# THE TASK
Output as a numbered list, omitting blank lines, the stretch from the start of the items through the line containing "xmin=289 ymin=213 xmax=342 ymax=245".
### PROVIDED DATA
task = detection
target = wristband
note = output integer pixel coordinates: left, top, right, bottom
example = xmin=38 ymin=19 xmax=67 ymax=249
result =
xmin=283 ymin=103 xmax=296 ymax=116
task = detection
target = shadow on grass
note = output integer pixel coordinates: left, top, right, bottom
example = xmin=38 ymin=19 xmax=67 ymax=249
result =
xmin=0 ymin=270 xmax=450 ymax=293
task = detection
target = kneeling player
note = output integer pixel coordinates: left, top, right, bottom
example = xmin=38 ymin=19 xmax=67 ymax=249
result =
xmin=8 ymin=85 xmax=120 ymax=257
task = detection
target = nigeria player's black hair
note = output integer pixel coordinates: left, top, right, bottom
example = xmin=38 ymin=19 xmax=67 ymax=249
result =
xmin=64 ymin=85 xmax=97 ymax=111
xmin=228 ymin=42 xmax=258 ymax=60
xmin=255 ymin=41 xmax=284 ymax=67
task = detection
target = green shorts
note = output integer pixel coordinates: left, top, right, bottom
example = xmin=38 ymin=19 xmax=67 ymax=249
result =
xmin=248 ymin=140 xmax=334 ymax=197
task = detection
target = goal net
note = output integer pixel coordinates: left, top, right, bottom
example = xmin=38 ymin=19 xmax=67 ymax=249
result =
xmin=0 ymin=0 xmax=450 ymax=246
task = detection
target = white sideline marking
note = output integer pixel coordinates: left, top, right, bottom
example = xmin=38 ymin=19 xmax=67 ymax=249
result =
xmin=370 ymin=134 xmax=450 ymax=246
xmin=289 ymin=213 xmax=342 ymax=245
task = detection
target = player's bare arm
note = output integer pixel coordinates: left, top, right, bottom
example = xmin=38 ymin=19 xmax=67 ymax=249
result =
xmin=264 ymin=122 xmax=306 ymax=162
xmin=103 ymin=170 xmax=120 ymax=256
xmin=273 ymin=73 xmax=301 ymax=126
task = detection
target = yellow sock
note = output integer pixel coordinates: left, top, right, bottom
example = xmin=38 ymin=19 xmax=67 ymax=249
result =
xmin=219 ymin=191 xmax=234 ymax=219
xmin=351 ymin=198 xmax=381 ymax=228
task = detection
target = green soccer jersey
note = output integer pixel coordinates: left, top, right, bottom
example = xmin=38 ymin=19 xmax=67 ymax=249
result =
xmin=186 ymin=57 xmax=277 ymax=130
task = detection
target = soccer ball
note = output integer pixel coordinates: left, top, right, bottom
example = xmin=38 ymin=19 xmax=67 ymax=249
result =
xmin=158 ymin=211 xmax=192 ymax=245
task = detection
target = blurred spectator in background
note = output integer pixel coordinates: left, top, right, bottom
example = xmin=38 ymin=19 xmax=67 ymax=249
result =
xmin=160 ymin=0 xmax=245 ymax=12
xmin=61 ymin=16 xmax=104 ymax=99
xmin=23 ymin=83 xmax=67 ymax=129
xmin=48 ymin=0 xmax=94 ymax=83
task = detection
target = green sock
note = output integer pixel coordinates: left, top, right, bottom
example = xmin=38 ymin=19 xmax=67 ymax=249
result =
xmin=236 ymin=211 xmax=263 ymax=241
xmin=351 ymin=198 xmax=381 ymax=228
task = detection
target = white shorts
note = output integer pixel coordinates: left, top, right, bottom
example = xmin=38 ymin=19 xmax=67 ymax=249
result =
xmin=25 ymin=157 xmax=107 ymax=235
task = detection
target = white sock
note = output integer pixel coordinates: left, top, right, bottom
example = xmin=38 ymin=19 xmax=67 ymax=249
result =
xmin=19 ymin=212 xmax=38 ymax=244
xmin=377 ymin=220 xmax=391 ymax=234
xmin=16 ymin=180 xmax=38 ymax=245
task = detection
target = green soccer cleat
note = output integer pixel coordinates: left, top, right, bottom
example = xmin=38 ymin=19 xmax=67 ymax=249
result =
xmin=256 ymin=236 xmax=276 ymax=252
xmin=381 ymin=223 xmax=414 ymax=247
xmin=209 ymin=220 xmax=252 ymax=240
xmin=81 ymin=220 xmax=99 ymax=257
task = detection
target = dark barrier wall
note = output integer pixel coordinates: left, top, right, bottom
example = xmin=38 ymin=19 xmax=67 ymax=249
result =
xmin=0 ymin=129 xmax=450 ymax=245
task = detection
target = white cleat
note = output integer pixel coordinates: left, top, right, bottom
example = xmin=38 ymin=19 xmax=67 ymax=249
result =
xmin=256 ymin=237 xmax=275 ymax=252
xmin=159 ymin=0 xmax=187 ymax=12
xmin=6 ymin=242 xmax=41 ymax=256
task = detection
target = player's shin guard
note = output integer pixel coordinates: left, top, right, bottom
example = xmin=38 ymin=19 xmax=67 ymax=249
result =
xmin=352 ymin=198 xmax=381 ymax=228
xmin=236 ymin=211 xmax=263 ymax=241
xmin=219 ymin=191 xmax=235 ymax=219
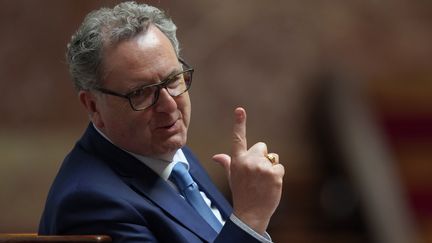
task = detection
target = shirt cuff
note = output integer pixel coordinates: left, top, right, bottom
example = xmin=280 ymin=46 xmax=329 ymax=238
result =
xmin=230 ymin=214 xmax=273 ymax=243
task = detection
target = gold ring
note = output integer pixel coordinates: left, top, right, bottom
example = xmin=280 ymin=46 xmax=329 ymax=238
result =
xmin=266 ymin=154 xmax=277 ymax=164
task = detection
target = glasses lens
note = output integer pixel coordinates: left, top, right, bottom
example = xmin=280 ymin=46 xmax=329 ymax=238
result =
xmin=129 ymin=86 xmax=157 ymax=110
xmin=166 ymin=71 xmax=191 ymax=97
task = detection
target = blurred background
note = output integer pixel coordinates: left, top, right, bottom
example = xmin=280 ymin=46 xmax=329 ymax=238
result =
xmin=0 ymin=0 xmax=432 ymax=243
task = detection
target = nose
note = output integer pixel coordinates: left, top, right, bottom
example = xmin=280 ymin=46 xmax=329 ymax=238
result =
xmin=155 ymin=88 xmax=177 ymax=112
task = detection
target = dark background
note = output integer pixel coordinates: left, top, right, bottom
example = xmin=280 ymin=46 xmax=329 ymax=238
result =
xmin=0 ymin=0 xmax=432 ymax=242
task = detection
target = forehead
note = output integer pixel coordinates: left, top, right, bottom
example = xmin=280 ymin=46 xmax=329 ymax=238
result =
xmin=102 ymin=25 xmax=180 ymax=88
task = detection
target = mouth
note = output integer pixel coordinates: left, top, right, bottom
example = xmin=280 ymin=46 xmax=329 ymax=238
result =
xmin=156 ymin=119 xmax=180 ymax=132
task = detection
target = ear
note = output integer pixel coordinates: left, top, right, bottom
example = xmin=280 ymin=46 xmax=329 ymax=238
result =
xmin=78 ymin=90 xmax=104 ymax=129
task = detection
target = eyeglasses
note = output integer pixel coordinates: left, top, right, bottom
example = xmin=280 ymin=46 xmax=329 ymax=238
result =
xmin=94 ymin=58 xmax=194 ymax=111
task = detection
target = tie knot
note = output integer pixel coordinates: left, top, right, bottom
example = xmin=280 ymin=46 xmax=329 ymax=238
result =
xmin=170 ymin=162 xmax=194 ymax=191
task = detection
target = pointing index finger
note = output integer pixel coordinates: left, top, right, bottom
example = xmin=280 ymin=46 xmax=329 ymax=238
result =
xmin=231 ymin=107 xmax=247 ymax=156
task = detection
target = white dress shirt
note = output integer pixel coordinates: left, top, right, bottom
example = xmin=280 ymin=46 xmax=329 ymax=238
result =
xmin=93 ymin=124 xmax=272 ymax=243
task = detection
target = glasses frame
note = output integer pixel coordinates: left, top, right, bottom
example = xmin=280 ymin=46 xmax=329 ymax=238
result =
xmin=93 ymin=57 xmax=195 ymax=111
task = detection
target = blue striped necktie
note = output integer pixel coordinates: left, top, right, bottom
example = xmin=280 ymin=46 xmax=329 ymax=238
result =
xmin=170 ymin=162 xmax=222 ymax=233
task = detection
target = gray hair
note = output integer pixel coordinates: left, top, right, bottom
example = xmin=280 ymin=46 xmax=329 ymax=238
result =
xmin=66 ymin=2 xmax=180 ymax=90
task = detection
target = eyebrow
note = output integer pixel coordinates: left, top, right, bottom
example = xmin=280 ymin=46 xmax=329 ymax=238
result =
xmin=125 ymin=68 xmax=183 ymax=94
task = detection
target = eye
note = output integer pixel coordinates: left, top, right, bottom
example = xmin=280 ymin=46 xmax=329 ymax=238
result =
xmin=166 ymin=74 xmax=183 ymax=89
xmin=130 ymin=87 xmax=154 ymax=98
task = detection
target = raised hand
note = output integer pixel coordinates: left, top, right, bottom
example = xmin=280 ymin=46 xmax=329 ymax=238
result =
xmin=213 ymin=108 xmax=285 ymax=234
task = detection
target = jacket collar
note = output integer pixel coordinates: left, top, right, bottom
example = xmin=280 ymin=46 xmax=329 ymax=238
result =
xmin=80 ymin=124 xmax=231 ymax=241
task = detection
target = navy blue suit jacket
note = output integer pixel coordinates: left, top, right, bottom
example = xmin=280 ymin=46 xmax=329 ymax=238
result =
xmin=39 ymin=124 xmax=257 ymax=242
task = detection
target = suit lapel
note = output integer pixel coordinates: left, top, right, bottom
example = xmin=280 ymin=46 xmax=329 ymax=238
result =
xmin=182 ymin=148 xmax=232 ymax=220
xmin=81 ymin=124 xmax=217 ymax=241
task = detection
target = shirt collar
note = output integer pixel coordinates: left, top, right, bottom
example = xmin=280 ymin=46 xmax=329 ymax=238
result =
xmin=92 ymin=123 xmax=189 ymax=181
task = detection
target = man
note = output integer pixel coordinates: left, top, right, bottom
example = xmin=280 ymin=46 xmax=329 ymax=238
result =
xmin=39 ymin=2 xmax=284 ymax=242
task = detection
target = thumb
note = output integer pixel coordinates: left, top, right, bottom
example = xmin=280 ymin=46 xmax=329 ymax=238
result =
xmin=212 ymin=154 xmax=231 ymax=175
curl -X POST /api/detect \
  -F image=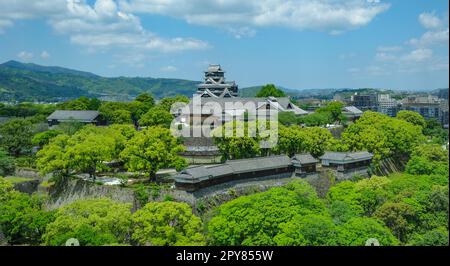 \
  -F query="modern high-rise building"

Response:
[402,95,441,121]
[197,65,239,98]
[378,94,400,117]
[351,93,378,112]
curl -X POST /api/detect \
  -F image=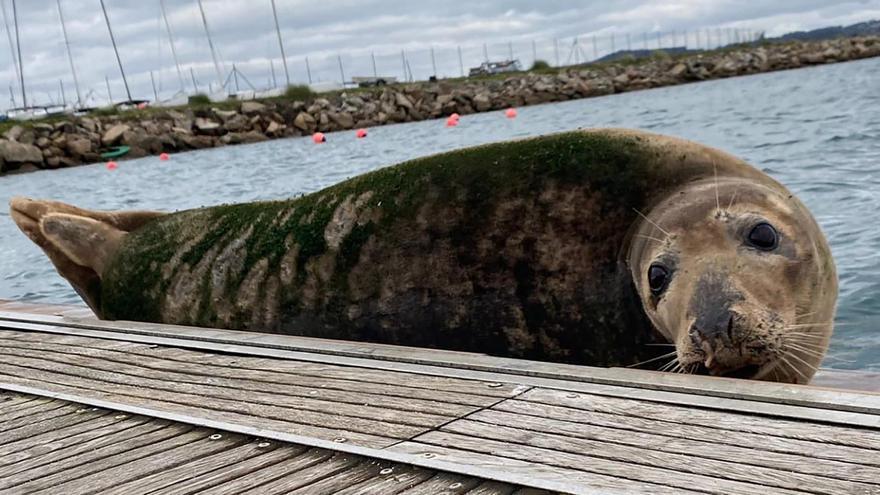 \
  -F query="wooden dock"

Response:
[0,302,880,495]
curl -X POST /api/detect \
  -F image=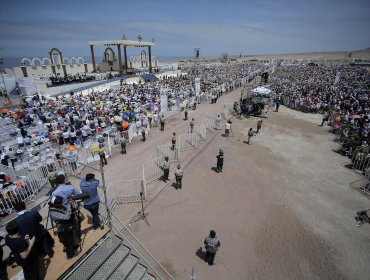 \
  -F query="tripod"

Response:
[134,192,150,226]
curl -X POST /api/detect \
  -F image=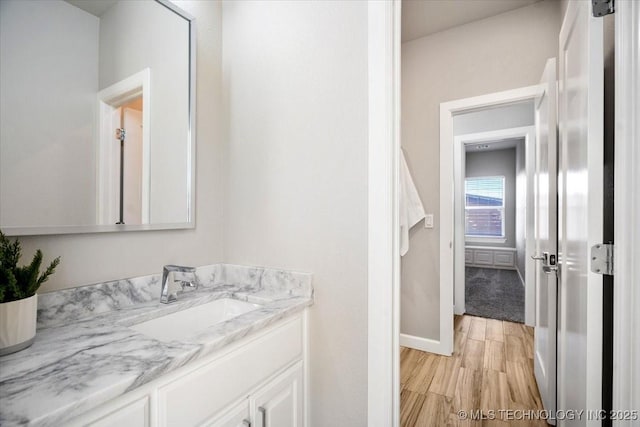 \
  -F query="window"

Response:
[464,176,504,238]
######
# SOLVED PROBLEM
1. task = detection
2. target = wristband
3. note = output integer pixel coordinates: left, top, right, bottom
4. example = xmin=38 ymin=19 xmax=67 ymax=249
5. result =
6. xmin=283 ymin=103 xmax=296 ymax=116
7. task = detection
8. target = shadow on grass
9. note = output integer pixel coordinates: left, top, right, bottom
10. example = xmin=38 ymin=19 xmax=67 ymax=249
11. result =
12. xmin=0 ymin=270 xmax=450 ymax=293
13. task = detection
14. target = kneeling player
15. note = output integer pixel coordinates: left, top, right, bottom
16. example = xmin=38 ymin=19 xmax=67 ymax=249
17. result =
18. xmin=8 ymin=85 xmax=120 ymax=257
19. task = detection
20. target = nigeria player's black hair
21. note = output integer pixel coordinates: left, top, right, bottom
22. example = xmin=38 ymin=19 xmax=67 ymax=249
23. result =
24. xmin=64 ymin=85 xmax=97 ymax=111
25. xmin=228 ymin=42 xmax=258 ymax=60
26. xmin=255 ymin=41 xmax=284 ymax=67
27. task = detection
28. target = green shorts
29. note = output integer pixel coordinates: left, top, right, bottom
30. example = xmin=38 ymin=19 xmax=67 ymax=249
31. result =
32. xmin=248 ymin=140 xmax=334 ymax=197
33. task = detection
34. target = goal net
35. note = output integer pixel coordinates: left, top, right, bottom
36. example = xmin=38 ymin=19 xmax=67 ymax=249
37. result =
38. xmin=0 ymin=0 xmax=450 ymax=246
39. task = detection
40. target = white sideline marking
41. note = output integer pixel coordinates: left, top, right, bottom
42. example = xmin=38 ymin=19 xmax=67 ymax=249
43. result =
44. xmin=370 ymin=134 xmax=450 ymax=246
45. xmin=289 ymin=213 xmax=342 ymax=245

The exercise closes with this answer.